■ What is asked:
1) According to the passage on the real estate firm's tax return, under which section of the Act was the return of income accepted?
2) Pick up the passage on the real estate firm's tax return after its final sentence and carry it forward.

■ Excerpted passage:
* * * * *

The assessee firm was engaged in the business of real estate development. The assessee filed its return of income for the A. Y. 2020-21 after claiming deduction u/s. 80-IB(10) of the Income-tax Act, 1961 which, the assessee was claiming since A. Y. 2010-11. At the time of filing its return of income, the utility automatically calculated the tax liability u/s. 115JC of the Act and deemed total income of the assessee at ₹2,17,85,501. Since the tax payable as per the normal provisions was lower than the tax payable on the deemed total income determined in accordance with the AMT provisions, the total liability was determined at ₹49,97,467 based on the AMT provisions. The return of income filed was accepted u/s. 143(1) of the Act.

* * * * *

■ Recorded data:
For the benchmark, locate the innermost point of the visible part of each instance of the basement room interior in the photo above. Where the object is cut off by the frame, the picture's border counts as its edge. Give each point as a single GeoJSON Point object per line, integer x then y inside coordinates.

* * * * *

■ Answers to the exercises:
1) Section 143(1) of the Act.

2)
According to the assessee, the provisions of 115JC could not be applied to the projects which were already approved prior to the date of introduction of section 115JC. Since the assessee’s projects were approved prior to the date of enforcement of section 115JC the provisions of section 115JC were inapplicable. Therefore, the assessee filed an application u/s. 264 of the Act seeking revision of the of the intimation issued u/s. 143(1) of the Act on the ground that extra tax paid as per the return of income by applying the provisions of section 115JC of the Act be refunded. To support its view, the assessee relied upon the decision of the jurisdictional Tribunal in the case of S.K. Ventures vs. ITO (order dated 05.03.2019 bearing ITA No. 1248/Mum./2018).

The assessee’s application for revision was rejected on the ground that the decision rendered by the Tribunal was not acceptable to the Department and the decision of the Jurisdictional Tribunal was challenged in appeal before the High Court and was pending disposal. Therefore, no relief could be granted u/s. 264.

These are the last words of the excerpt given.